Exercise: Please output exactly the run of lines that starts at the line with "Keypoint guideline: for each instance of the white marking" and ends at the last line of the records below.

Given records:
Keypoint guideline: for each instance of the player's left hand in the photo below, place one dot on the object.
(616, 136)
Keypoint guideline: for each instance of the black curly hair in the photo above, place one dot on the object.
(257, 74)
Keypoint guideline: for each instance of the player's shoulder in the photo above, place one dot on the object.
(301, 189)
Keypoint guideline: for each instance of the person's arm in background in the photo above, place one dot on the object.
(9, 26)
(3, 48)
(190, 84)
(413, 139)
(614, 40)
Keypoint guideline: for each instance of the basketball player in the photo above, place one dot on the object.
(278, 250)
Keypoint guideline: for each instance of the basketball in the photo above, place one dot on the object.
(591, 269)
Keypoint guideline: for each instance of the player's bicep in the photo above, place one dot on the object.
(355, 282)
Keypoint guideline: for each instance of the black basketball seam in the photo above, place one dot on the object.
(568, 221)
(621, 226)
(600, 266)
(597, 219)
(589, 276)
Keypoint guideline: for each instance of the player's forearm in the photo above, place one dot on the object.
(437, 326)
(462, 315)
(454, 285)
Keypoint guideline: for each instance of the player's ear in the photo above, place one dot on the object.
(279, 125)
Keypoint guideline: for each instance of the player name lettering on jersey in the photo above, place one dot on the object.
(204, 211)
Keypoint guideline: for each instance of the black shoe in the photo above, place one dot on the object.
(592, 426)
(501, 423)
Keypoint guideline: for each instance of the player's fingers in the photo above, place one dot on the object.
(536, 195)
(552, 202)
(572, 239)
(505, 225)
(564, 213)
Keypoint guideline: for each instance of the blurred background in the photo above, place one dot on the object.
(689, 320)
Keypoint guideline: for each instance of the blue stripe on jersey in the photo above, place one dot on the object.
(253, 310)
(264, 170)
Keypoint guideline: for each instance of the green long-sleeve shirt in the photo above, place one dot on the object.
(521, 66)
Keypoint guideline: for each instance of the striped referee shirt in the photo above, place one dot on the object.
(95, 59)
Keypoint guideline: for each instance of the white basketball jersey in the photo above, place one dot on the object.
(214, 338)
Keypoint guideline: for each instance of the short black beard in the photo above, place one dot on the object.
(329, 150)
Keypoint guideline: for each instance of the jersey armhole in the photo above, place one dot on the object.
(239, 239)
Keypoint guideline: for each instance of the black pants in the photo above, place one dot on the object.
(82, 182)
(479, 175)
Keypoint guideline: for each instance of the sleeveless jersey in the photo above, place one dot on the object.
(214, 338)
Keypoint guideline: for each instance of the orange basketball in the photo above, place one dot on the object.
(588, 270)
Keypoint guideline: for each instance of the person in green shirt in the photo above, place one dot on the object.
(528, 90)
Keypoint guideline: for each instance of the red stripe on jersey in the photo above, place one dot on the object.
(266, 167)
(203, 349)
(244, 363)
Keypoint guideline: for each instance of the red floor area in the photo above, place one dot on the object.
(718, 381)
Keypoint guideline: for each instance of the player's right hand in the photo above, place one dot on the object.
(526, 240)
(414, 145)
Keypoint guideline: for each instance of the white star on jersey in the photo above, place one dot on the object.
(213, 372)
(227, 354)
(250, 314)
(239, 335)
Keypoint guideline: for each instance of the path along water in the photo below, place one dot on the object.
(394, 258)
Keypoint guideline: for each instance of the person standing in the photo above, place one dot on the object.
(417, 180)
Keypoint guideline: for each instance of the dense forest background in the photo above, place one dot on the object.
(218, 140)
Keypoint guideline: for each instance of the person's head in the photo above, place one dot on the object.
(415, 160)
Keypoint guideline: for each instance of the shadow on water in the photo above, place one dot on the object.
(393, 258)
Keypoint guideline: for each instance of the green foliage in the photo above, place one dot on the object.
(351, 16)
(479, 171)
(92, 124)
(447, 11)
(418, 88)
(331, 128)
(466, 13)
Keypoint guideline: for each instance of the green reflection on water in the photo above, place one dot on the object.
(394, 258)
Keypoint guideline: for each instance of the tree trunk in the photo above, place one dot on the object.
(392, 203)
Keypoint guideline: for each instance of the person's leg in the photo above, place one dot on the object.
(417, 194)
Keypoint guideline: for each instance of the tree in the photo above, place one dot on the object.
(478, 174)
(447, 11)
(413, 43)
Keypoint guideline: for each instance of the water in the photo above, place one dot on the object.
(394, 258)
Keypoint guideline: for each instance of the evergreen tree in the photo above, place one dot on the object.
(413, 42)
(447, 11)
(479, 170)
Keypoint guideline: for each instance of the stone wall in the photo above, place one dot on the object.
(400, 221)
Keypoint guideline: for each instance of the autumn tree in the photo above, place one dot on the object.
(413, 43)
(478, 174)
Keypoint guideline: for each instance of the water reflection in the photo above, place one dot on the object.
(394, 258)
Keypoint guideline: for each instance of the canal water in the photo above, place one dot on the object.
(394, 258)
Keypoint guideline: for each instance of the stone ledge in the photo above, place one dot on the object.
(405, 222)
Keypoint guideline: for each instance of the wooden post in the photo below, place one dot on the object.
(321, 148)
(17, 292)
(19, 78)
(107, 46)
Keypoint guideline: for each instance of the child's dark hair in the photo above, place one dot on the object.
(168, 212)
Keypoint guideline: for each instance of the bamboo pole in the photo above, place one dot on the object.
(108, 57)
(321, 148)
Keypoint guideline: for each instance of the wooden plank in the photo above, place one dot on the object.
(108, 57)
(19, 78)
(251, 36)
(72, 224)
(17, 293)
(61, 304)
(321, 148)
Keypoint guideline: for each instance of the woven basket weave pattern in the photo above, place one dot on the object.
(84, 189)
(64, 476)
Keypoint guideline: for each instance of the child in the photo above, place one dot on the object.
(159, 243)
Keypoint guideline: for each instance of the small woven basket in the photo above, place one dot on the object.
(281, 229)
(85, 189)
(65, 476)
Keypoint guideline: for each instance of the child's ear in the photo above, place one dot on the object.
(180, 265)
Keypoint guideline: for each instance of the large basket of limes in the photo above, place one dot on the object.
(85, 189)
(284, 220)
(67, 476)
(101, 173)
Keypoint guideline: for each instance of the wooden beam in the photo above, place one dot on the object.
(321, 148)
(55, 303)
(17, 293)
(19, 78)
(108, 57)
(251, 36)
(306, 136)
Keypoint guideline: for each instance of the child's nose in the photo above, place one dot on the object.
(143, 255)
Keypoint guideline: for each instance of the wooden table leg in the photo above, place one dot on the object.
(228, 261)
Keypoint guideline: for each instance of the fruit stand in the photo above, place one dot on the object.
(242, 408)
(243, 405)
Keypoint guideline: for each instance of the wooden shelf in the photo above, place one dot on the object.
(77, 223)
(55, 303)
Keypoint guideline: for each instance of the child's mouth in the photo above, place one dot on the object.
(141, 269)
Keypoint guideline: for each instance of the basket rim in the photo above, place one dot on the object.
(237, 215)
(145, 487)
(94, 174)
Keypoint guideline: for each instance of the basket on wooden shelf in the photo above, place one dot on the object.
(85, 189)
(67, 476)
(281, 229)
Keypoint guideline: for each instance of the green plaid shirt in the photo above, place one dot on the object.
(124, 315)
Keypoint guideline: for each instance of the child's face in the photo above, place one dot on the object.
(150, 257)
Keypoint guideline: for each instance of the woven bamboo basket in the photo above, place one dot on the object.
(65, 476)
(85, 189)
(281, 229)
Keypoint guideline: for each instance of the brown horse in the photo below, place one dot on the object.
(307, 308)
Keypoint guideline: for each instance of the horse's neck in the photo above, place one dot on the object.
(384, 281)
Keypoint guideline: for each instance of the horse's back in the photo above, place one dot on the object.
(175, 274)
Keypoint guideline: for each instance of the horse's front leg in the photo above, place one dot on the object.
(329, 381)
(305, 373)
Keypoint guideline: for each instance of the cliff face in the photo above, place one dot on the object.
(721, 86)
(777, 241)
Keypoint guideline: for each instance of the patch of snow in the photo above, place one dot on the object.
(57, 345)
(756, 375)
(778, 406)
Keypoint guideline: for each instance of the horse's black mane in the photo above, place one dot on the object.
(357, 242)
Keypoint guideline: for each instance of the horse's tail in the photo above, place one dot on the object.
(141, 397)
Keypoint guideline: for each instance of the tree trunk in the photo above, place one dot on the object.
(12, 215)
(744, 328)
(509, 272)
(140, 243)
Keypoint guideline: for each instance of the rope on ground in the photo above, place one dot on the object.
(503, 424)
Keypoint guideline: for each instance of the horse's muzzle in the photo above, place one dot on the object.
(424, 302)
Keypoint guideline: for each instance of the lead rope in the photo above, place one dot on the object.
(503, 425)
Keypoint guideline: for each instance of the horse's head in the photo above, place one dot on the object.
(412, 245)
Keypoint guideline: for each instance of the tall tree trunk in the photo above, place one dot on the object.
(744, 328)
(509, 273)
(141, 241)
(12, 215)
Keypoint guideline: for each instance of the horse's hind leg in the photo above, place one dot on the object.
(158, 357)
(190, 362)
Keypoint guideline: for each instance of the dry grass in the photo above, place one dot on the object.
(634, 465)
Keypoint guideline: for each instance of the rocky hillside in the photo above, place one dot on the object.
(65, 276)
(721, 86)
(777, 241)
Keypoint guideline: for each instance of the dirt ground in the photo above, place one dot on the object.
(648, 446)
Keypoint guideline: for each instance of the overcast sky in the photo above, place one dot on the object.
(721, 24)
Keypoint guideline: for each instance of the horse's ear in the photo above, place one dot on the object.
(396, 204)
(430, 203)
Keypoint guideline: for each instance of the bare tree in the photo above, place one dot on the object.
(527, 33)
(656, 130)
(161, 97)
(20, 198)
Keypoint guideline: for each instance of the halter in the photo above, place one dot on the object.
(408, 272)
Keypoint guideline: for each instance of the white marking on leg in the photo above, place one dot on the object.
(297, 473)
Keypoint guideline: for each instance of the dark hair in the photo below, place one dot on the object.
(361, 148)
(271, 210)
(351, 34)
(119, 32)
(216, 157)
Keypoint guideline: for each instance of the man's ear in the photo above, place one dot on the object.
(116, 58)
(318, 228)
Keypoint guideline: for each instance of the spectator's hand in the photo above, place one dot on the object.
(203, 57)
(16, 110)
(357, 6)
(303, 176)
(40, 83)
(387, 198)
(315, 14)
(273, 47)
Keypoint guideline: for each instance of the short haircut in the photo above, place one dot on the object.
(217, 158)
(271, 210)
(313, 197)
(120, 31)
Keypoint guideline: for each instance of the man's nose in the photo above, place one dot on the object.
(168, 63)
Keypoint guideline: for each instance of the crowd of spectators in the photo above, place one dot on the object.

Output:
Keypoint guideline: for each instance of the white marking on leg in the photo above, place one dot on the object.
(297, 473)
Keypoint guideline: for each instance of the dark hair in the photo below, place one dot on the object.
(361, 148)
(271, 210)
(351, 34)
(119, 32)
(216, 157)
Keypoint guideline: for each instance of the man's ear in the photo above, place one dot on the object.
(116, 58)
(318, 228)
Keypoint guideline: for each instance of the spectator's hand in the photo above, place one dot on the object.
(203, 57)
(16, 110)
(357, 6)
(303, 176)
(40, 83)
(387, 198)
(315, 14)
(273, 47)
Keypoint guideline: for each instance of the short haircut in the photo above, place one dot on the object.
(217, 158)
(271, 210)
(313, 197)
(120, 31)
Keypoint guideline: for each instance of the man's nose in the photo above, place one dot on the object.
(168, 63)
Keypoint guideline: for each instance of the crowd of spectators in the photo above, place one dot on the object.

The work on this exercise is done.